▶ _DESCRIPTION OF THE TASK_:
Down to the last character, repeat the entries beneath this task.

(AVAILABLE DATA begins)

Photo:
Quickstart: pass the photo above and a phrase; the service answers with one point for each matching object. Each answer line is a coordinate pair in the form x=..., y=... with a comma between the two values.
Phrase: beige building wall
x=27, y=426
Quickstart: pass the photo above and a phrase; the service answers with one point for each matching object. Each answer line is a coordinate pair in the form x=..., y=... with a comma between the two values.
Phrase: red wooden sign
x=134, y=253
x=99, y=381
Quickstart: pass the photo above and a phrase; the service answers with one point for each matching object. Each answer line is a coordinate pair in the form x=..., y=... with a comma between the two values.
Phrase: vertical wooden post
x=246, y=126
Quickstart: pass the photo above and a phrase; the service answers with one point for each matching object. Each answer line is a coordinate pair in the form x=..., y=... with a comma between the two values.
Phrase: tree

(AVAILABLE DATA ends)

▶ _ANSWER TO THIS TASK_:
Photo:
Quickstart: pass the photo above and a phrase; the service answers with one point for each matching object. Each answer line is a coordinate pair in the form x=..., y=... with a comma between the two values.
Phrase: beige building wall
x=27, y=426
Quickstart: pass the photo above and a phrase; the service answers with one point for each matching object. Each answer line is a coordinate pair in the form x=..., y=... with a comma between the two values.
Phrase: red wooden sign
x=134, y=253
x=99, y=381
Quickstart: pass the photo above and a phrase; the service answers with one point for each matching object. Each answer line is a coordinate pair in the form x=..., y=... with a comma between the two values.
Phrase: vertical wooden post
x=246, y=126
Quickstart: pass the photo above and a phrase; the service answers with one point for each matching object. Each answer line is a coordinate pair in the form x=..., y=... with a comma between the two values.
Phrase: tree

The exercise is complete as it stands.